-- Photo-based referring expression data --

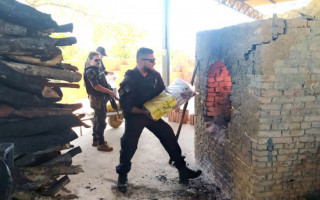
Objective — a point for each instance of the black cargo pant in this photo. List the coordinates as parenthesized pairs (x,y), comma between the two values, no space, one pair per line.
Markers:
(99,124)
(134,125)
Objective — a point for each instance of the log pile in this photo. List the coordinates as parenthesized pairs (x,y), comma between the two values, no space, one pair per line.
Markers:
(31,76)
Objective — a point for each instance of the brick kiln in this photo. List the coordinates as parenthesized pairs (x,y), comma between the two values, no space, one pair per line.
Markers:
(269,72)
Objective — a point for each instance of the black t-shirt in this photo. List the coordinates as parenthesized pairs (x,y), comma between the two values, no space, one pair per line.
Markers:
(135,89)
(91,79)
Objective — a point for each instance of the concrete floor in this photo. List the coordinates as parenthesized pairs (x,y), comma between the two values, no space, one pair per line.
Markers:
(151,176)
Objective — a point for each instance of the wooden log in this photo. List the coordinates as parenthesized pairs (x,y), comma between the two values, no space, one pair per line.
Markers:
(24,15)
(9,29)
(26,83)
(55,186)
(37,61)
(33,178)
(60,29)
(45,72)
(27,194)
(64,159)
(10,119)
(65,41)
(40,142)
(39,157)
(6,110)
(38,125)
(68,85)
(43,48)
(69,67)
(71,107)
(19,99)
(31,159)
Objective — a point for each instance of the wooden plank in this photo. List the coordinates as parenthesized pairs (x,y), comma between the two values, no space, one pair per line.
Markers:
(24,15)
(38,125)
(40,142)
(45,72)
(19,99)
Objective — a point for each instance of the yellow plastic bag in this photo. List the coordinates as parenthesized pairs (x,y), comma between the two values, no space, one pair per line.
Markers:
(160,105)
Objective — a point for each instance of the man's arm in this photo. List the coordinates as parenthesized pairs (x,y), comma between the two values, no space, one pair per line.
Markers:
(136,110)
(104,90)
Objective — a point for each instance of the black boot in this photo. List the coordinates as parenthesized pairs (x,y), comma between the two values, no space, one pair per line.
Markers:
(122,182)
(185,174)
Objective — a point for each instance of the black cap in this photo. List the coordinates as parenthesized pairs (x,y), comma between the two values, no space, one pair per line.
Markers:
(102,51)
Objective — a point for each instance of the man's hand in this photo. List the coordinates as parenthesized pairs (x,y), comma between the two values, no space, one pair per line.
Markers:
(112,94)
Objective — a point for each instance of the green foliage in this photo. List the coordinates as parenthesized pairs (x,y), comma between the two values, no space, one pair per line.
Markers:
(122,38)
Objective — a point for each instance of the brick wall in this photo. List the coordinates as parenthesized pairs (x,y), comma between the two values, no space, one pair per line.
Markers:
(270,149)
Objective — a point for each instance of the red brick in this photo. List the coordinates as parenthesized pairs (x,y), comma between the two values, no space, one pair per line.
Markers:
(211,94)
(209,103)
(219,78)
(225,83)
(210,89)
(224,73)
(211,75)
(210,98)
(191,119)
(228,78)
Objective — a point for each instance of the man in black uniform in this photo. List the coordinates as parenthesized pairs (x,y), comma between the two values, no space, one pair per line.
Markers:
(96,94)
(139,86)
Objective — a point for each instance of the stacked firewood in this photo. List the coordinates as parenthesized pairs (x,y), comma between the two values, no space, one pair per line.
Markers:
(32,73)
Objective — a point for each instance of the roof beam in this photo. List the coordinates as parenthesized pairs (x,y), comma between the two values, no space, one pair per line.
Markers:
(242,7)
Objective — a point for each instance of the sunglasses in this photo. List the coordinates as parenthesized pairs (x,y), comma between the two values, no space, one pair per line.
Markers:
(150,60)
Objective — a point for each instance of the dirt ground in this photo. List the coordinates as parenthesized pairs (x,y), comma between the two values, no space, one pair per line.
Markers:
(151,176)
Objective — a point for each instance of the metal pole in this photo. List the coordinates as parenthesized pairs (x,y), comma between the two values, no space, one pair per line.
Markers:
(165,44)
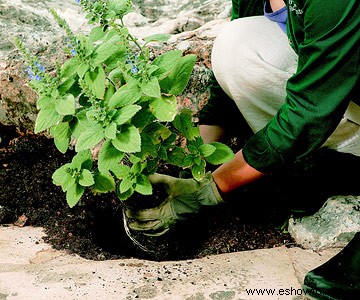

-- Exercise brief --
Sift the data above for lines with "brick", then copy each one.

-- Task response --
Objective — a point for each instance of the brick kiln in this photo. List the coordinates as parenthesized pairs (x,y), comma between the two values, no space, one pair per line.
Objective — a point for each instance of the brick wall in this photo. List the coordinates as parenthesized pairs (x,y), comma between the two values, no space, one pair per line.
Objective — a point for each instance of the red brick in this photo. List the coordinates as parenthesized pairs (x,y), comma between the two values, no space, one pair per line.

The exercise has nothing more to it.